## Exercise aim
Count the lines in the listing below that contain the string "door", and give only that number.

[Region labeling records]

+-------+

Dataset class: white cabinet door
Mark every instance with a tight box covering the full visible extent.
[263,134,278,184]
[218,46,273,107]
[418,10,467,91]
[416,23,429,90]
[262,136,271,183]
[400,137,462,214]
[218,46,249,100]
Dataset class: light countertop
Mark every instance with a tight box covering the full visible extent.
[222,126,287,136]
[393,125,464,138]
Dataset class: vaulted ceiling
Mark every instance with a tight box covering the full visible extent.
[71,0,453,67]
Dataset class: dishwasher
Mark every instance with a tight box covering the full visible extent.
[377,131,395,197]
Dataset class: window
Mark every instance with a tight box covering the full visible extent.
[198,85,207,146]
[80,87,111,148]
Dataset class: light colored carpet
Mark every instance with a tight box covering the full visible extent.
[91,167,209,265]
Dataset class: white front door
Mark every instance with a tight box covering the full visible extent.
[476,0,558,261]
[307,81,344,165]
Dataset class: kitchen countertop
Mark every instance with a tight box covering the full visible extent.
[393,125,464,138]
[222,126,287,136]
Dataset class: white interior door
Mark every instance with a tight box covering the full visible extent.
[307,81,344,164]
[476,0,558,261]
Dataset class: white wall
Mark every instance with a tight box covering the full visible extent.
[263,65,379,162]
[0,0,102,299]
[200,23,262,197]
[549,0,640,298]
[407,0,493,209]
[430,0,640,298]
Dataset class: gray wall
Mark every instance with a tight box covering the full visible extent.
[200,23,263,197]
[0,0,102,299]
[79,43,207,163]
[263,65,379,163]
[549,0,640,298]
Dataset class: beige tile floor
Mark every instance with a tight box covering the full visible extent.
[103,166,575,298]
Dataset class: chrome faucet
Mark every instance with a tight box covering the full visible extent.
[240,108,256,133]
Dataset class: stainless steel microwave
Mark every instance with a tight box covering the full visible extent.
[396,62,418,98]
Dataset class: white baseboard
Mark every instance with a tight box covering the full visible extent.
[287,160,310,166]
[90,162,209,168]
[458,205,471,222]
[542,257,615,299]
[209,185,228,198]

+-------+

## Complete output
3